[Location identification lines]

........

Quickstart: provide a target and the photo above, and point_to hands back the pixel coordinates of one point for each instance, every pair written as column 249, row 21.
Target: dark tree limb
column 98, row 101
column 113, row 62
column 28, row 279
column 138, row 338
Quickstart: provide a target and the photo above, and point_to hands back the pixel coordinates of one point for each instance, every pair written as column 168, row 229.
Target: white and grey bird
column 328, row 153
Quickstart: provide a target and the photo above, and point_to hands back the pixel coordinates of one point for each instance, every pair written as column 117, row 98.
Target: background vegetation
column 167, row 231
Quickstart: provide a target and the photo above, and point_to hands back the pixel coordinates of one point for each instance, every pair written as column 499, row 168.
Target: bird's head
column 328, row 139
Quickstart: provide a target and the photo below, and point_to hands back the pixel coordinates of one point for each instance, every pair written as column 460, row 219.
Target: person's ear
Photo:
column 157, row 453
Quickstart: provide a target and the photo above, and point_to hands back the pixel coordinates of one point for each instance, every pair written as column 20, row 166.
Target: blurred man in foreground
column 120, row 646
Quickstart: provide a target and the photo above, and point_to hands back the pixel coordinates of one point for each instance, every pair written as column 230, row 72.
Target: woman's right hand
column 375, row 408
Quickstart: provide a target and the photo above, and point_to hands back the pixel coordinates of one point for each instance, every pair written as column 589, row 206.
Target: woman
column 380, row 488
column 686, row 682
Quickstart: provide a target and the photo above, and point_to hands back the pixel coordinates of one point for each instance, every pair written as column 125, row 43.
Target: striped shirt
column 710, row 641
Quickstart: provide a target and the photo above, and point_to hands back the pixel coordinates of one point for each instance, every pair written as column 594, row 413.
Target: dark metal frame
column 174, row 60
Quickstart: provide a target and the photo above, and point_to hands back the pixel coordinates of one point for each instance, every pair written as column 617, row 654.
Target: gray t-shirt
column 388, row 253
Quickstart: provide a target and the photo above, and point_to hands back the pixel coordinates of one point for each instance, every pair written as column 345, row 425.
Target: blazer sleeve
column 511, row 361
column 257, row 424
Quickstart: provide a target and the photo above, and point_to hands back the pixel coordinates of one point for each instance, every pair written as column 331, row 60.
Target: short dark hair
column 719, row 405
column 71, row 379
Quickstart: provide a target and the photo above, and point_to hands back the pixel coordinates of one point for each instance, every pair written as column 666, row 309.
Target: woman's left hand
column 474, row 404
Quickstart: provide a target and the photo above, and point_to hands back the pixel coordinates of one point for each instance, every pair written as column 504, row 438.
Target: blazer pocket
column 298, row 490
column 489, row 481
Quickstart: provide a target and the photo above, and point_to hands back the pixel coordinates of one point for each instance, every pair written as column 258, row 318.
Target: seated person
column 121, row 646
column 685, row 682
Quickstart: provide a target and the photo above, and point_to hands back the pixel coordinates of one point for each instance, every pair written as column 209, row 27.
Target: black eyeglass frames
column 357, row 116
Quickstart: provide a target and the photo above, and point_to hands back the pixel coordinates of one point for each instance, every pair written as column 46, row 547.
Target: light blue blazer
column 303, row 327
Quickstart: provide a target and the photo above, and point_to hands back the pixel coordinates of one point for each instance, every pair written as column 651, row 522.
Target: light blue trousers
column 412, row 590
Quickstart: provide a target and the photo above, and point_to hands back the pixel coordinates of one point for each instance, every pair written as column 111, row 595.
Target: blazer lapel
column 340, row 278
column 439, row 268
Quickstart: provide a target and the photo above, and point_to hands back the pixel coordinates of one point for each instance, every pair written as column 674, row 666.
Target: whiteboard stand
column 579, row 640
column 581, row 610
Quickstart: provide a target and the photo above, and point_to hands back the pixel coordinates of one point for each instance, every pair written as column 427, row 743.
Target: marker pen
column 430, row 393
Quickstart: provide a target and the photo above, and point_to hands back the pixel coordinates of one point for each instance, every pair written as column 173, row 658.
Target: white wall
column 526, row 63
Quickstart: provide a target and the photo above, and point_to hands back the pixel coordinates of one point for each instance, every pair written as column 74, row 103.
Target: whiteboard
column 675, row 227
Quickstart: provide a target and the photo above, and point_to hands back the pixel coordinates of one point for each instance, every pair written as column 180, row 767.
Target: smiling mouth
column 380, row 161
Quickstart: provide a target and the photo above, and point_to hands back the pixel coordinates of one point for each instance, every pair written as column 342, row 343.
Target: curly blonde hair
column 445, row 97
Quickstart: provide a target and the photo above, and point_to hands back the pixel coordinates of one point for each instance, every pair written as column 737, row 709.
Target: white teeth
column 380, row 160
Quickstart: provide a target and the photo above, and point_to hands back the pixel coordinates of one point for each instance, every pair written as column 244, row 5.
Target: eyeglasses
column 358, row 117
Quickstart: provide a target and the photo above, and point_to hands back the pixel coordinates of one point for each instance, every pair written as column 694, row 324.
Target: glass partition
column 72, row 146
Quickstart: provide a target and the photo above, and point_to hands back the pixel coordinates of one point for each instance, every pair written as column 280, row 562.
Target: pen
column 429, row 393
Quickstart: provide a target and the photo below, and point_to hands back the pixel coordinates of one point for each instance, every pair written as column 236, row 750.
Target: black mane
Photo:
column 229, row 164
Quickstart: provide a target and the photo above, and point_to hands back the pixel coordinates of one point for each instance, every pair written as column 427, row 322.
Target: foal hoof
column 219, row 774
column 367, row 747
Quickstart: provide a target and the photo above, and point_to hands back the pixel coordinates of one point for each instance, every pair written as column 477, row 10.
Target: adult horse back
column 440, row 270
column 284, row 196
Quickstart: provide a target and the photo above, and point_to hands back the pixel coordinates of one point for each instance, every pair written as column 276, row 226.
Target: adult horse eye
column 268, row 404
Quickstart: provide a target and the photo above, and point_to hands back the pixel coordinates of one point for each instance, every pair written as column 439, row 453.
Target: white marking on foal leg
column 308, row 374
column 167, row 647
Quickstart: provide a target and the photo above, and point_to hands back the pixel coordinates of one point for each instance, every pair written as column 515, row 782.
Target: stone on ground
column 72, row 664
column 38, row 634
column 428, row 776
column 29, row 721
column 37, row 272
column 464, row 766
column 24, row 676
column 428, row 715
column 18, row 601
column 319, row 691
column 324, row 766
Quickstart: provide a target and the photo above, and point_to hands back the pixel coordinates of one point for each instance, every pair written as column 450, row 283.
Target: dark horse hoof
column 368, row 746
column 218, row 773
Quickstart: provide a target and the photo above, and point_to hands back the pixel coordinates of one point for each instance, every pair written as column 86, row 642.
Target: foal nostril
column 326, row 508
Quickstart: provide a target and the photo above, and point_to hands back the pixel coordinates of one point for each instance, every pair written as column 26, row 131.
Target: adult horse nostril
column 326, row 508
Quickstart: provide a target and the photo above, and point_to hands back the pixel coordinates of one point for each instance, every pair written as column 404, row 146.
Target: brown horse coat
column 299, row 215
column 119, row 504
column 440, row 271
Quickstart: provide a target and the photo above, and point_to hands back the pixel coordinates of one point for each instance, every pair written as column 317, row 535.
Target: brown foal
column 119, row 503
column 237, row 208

........

Exercise aim:
Write these lines out again, putting "pixel positions" wherever "pixel coordinates" appears and leaving everything else unchanged.

Answer to this exercise:
Quickstart: provide a target and the photo above, and point_to hands back the pixel positions of one point for each instance, every pair written as column 249, row 21.
Target: dark tree limb
column 98, row 101
column 113, row 62
column 28, row 279
column 138, row 338
Quickstart: provide a target and the photo above, and point_to hands back the pixel positions of one point for each instance, every pair written as column 168, row 229.
Target: white and grey bird
column 328, row 153
Quickstart: provide a target and the photo above, and point_to hands back the pixel positions of one point for each instance, every pair written as column 117, row 98.
Target: background vegetation
column 167, row 231
Quickstart: provide a target and the photo above, and point_to hands back the pixel positions of one point for each instance, every pair written as column 499, row 168.
Target: bird's head
column 328, row 139
Quickstart: provide a target and the photo below, and point_to hands back the pixel positions of one point for each instance, every pair written as column 460, row 219.
Target: person's ear
Photo:
column 157, row 453
Quickstart: provide a target and the photo above, and point_to hands back the pixel positions of one point for each instance, every pair written as column 20, row 166.
Target: blurred man in foreground
column 120, row 646
Quickstart: provide a target and the photo above, and point_to hands back the pixel positions of one point for each instance, every pair written as column 230, row 72.
Target: woman's right hand
column 375, row 408
Quickstart: provide a target and the photo above, and point_to hands back the pixel positions of one point for each instance, every pair written as column 589, row 206.
Target: woman
column 380, row 488
column 686, row 682
Quickstart: provide a target and the photo above, and point_to hands back the pixel positions of one point for each instance, every pair written as column 125, row 43.
Target: striped shirt
column 710, row 641
Quickstart: provide a target and the photo above, and point_to hands back the pixel positions of one point for each instance, every pair written as column 594, row 413.
Target: dark metal frame
column 174, row 60
Quickstart: provide a target and the photo above, and point_to hands back the pixel positions of one point for each instance, every pair written as column 617, row 654.
Target: gray t-shirt
column 388, row 253
Quickstart: provide a target and the photo above, and point_to hands back the pixel positions of one point for each instance, every pair written as column 345, row 425.
Target: blazer sleeve
column 511, row 361
column 257, row 424
Quickstart: provide a target and the photo above, and point_to hands back the pixel positions of one point for each instance, every pair written as column 331, row 60.
Target: short dark hair
column 719, row 405
column 71, row 379
Quickstart: provide a target and the photo above, and point_to hands back the pixel positions of one point for each instance, every pair written as column 666, row 309.
Target: woman's left hand
column 474, row 404
Quickstart: provide a target and the photo above, and point_to hands back the pixel positions of one point for each instance, every pair written as column 504, row 438.
Target: blazer pocket
column 298, row 490
column 489, row 481
Quickstart: provide a target and the photo above, and point_to hands back the pixel positions of one point for each instance, every pair written as column 258, row 318.
Target: seated person
column 121, row 646
column 685, row 682
Quickstart: provide a target and the photo above, and point_to hands back the pixel positions of one point for each instance, every pair written as column 209, row 27.
Target: black eyeglass frames
column 357, row 116
Quickstart: provide a target and the photo above, and point_to hands back the pixel positions of one point for each instance, every pair written as column 46, row 547.
Target: light blue blazer
column 303, row 327
Quickstart: provide a target and the photo above, and point_to hands back the pixel positions of one point for each instance, every pair written as column 651, row 522.
Target: light blue trousers
column 412, row 590
Quickstart: provide a target and the photo above, and point_to hands back the pixel positions of one point for each instance, every pair written as column 111, row 595.
Target: blazer lapel
column 340, row 278
column 439, row 268
Quickstart: provide a target and the photo above, and point_to hands back the pixel positions of one point for each instance, every pair written as column 674, row 666.
Target: whiteboard stand
column 579, row 640
column 581, row 610
Quickstart: provide a target and the photo above, and point_to hands back the pixel positions of one point for each instance, every pair written as column 427, row 743.
Target: marker pen
column 430, row 393
Quickstart: provide a target and the photo above, and point_to hands back the pixel positions of one point for each instance, every pair written as column 173, row 658.
Target: white wall
column 526, row 63
Quickstart: provide a target and the photo above, and point_to hands back the pixel positions of one point for each instance, every pair written as column 74, row 103.
Target: whiteboard
column 675, row 227
Quickstart: provide a target and the photo above, and point_to hands back the pixel positions of one point for each instance, every pair written as column 180, row 767.
Target: smiling mouth
column 380, row 161
Quickstart: provide a target and the photo above, and point_to hands back the pixel positions of one point for each instance, every pair written as column 342, row 343.
Target: curly blonde hair
column 445, row 97
Quickstart: provide a target and the photo above, and point_to hands back the pixel positions of one point for each instance, every pair written as column 737, row 709.
Target: white teeth
column 380, row 160
Quickstart: provide a target and the photo above, and point_to hands back the pixel positions of one point for each instance, every pair written as column 244, row 5.
Target: eyeglasses
column 358, row 117
Quickstart: provide a target and the photo above, and point_to hands back the pixel positions of one point for each instance, every pair written as column 694, row 324.
Target: glass partition
column 72, row 146
Quickstart: provide a target and the photo above, and point_to hands back the pixel positions of one point for each instance, every pair written as column 280, row 562.
Target: pen
column 429, row 393
Quickstart: provide a target and the photo below, and point_to hands back the pixel positions of one point for each instance, every pair written as column 236, row 750.
Target: black mane
Photo:
column 229, row 164
Quickstart: provide a target and the photo above, and point_to hands back the pixel positions of one point for each instance, every pair written as column 427, row 322.
Target: foal hoof
column 219, row 774
column 367, row 747
Quickstart: provide a target and the photo above, and point_to hands back the pixel positions of one point for each instance, every pair written as column 477, row 10.
Target: adult horse back
column 440, row 270
column 284, row 196
Quickstart: provide a target and the photo above, and point_to hands back the pixel positions of one point for each instance, every pair written as column 276, row 226.
Target: adult horse eye
column 268, row 404
Quickstart: provide a target and the photo above, and point_to hands back the pixel positions of one point for each instance, every pair written as column 439, row 453.
Target: white marking on foal leg
column 308, row 374
column 167, row 647
Quickstart: provide a target and the photo above, and point_to hands back the pixel positions of one point for each instance, every pair written as column 515, row 782.
Target: stone on ground
column 72, row 664
column 38, row 634
column 428, row 776
column 29, row 721
column 37, row 272
column 464, row 766
column 24, row 676
column 428, row 715
column 18, row 601
column 319, row 691
column 324, row 766
Quickstart: provide a target and the photo above, and point_to hands back the pixel positions of one point for each instance, every pair written as column 450, row 283.
Target: dark horse hoof
column 368, row 746
column 218, row 773
Quickstart: provide a target and the photo above, and point_to hands back the pixel positions of one point for each instance, every pair written as column 86, row 642.
Target: foal nostril
column 326, row 508
Quickstart: provide a target and the photo above, and point_to hands back the pixel positions of one point for each instance, every pair written as column 26, row 131.
Target: adult horse nostril
column 326, row 508
Quickstart: provide a target and the photo above, and point_to hands back the pixel positions of one point for each instance, every pair written as column 404, row 146.
Target: brown horse coat
column 299, row 215
column 119, row 504
column 440, row 271
Quickstart: provide a target and the photo above, and point_to hands back the pixel positions of one point for each instance, every pair written as column 317, row 535.
Target: brown foal
column 119, row 503
column 237, row 208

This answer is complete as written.